• [Data to use]:
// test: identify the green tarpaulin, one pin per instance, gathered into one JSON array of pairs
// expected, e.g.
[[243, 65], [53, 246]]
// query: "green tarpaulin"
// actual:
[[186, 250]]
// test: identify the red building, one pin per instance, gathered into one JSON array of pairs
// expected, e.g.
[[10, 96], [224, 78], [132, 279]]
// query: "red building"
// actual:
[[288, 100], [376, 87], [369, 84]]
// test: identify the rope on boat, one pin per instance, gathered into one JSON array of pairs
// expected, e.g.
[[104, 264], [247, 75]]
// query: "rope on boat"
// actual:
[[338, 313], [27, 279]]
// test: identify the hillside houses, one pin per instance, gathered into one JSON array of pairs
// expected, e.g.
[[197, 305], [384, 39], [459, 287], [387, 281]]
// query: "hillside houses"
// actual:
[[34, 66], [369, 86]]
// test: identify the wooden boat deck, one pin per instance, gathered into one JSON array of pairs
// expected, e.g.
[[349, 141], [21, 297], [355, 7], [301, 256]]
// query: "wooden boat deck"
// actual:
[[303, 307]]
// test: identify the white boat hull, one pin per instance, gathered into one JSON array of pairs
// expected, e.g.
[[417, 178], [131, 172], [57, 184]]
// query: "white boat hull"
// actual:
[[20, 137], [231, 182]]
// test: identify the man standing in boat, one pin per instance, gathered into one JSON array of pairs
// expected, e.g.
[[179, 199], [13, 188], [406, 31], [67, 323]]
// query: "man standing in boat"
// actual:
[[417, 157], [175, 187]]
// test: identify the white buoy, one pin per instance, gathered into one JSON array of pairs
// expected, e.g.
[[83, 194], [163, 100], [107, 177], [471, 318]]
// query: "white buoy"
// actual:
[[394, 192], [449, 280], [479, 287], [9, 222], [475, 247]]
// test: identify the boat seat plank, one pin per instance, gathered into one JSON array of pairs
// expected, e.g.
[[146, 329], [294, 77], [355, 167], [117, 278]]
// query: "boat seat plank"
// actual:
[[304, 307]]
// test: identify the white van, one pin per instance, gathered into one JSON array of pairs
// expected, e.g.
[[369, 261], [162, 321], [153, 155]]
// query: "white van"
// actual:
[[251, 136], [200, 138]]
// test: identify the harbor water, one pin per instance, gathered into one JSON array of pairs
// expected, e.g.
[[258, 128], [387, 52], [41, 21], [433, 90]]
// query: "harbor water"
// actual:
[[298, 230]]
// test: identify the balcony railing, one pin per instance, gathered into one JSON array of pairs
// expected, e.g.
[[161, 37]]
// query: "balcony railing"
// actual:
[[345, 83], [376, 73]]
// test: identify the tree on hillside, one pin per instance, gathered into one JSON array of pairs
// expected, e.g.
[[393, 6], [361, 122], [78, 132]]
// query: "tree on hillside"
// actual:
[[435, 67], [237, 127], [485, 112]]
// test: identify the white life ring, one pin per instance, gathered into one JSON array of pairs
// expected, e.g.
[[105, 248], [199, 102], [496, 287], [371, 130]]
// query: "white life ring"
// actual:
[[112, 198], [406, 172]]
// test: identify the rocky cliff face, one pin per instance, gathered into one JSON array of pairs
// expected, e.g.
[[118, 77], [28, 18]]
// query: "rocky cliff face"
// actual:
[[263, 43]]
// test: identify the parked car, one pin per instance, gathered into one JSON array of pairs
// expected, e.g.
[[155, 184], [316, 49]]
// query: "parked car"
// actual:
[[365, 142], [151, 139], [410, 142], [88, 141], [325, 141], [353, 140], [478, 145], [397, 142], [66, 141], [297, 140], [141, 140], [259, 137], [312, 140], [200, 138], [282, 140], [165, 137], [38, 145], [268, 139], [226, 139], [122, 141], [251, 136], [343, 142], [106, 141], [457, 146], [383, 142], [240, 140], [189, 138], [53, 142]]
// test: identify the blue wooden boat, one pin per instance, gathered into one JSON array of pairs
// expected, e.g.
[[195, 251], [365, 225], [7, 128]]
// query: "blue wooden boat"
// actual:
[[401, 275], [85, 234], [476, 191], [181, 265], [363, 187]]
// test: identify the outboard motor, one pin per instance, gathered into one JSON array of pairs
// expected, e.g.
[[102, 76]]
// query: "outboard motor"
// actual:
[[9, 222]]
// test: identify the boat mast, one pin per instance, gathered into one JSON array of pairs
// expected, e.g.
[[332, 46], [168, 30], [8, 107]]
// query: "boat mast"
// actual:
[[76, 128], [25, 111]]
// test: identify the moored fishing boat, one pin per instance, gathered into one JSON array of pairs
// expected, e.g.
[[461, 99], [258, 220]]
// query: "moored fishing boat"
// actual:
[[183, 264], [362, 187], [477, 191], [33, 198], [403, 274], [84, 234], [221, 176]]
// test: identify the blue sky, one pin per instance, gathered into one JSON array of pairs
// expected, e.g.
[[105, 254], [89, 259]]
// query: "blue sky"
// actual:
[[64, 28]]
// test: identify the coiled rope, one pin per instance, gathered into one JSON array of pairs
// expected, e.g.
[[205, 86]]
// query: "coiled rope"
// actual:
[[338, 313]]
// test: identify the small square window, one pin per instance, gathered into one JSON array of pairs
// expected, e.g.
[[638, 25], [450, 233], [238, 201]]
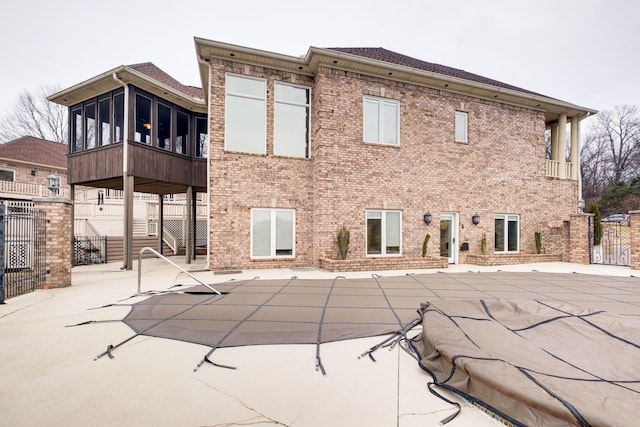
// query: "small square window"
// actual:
[[381, 121]]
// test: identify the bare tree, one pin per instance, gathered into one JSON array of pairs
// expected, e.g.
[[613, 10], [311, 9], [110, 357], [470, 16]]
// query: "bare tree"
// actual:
[[35, 116], [619, 130]]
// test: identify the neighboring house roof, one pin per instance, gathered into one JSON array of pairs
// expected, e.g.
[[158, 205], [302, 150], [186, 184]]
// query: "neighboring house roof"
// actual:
[[384, 55], [36, 151], [149, 69]]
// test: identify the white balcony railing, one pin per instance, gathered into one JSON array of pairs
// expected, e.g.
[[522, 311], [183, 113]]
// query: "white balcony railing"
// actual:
[[29, 191], [553, 169]]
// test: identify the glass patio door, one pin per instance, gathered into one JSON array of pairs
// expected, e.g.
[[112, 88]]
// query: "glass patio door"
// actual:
[[448, 237]]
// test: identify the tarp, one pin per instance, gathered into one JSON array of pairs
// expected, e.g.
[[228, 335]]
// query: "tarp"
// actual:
[[535, 363]]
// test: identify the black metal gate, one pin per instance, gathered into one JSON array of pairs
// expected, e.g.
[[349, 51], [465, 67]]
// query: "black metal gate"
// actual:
[[23, 242], [615, 245]]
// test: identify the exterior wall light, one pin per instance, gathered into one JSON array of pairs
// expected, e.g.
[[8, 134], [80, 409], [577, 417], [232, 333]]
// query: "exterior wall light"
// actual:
[[427, 218], [53, 184], [475, 219]]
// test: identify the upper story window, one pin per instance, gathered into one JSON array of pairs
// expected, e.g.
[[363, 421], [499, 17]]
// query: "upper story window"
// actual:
[[507, 230], [461, 126], [142, 119], [381, 118], [202, 138], [104, 121], [291, 121], [163, 126], [245, 115], [182, 132], [90, 125], [384, 233]]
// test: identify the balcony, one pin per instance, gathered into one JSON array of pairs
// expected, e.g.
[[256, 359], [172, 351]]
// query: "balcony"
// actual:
[[553, 169]]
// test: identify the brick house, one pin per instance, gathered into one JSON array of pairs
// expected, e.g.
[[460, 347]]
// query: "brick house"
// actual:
[[25, 164], [388, 146], [380, 143]]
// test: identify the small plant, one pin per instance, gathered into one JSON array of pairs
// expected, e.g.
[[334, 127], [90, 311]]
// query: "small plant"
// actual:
[[538, 242], [425, 244], [343, 242]]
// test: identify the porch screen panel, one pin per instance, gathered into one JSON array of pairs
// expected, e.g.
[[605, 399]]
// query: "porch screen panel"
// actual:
[[90, 125], [118, 117], [104, 119]]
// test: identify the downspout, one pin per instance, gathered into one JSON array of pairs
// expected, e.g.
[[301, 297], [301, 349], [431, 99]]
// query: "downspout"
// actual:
[[208, 263], [125, 161]]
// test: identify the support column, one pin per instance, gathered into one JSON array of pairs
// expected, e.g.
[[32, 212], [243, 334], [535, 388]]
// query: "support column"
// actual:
[[579, 236], [128, 221], [160, 227], [562, 145], [188, 234], [575, 147], [554, 142]]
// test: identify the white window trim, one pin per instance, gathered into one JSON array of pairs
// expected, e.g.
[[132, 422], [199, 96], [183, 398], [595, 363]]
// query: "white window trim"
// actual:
[[275, 118], [242, 95], [13, 172], [381, 102], [466, 126], [506, 218], [383, 232], [272, 234]]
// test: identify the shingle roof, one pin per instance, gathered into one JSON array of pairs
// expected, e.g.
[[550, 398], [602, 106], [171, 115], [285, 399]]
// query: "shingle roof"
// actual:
[[35, 150], [384, 55], [149, 69]]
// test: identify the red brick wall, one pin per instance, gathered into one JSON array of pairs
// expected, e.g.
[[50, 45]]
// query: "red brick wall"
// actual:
[[501, 170]]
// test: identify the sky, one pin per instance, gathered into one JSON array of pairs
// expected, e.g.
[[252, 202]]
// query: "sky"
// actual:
[[586, 52]]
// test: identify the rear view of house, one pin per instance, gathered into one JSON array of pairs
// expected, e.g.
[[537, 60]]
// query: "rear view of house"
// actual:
[[292, 149], [391, 147]]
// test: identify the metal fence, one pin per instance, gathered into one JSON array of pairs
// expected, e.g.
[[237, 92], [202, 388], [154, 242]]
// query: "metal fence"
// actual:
[[23, 247], [89, 250]]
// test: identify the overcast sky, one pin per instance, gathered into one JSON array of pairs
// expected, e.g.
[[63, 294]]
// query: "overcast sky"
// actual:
[[586, 52]]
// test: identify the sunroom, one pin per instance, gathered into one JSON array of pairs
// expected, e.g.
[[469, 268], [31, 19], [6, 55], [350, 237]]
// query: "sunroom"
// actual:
[[136, 129]]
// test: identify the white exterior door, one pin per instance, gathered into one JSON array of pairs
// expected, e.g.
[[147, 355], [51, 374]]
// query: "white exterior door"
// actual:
[[449, 237]]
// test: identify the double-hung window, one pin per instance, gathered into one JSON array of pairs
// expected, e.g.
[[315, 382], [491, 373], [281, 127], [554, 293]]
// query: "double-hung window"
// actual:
[[507, 230], [384, 233], [461, 126], [381, 120], [273, 233], [245, 115], [291, 129]]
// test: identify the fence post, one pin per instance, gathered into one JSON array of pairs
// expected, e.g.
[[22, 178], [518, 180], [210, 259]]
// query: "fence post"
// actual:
[[2, 211]]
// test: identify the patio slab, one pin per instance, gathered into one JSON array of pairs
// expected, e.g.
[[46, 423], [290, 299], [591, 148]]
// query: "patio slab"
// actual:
[[49, 376]]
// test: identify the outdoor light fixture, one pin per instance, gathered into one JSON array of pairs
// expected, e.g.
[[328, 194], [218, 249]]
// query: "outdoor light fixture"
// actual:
[[53, 184], [475, 219], [427, 218]]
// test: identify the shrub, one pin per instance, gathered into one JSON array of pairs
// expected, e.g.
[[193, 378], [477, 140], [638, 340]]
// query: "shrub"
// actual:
[[343, 242]]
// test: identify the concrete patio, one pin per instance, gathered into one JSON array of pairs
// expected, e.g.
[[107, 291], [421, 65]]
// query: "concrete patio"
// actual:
[[49, 375]]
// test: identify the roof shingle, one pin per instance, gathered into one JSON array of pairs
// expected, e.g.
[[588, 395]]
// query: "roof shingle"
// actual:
[[35, 150], [151, 70], [384, 55]]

• [Required action]: Review the material and copy each line in which the word "square" appears.

• [Response for this exercise]:
// test: identify the small square window, one pin per instance, gathered into one JSON array of pairs
// query: "small square window"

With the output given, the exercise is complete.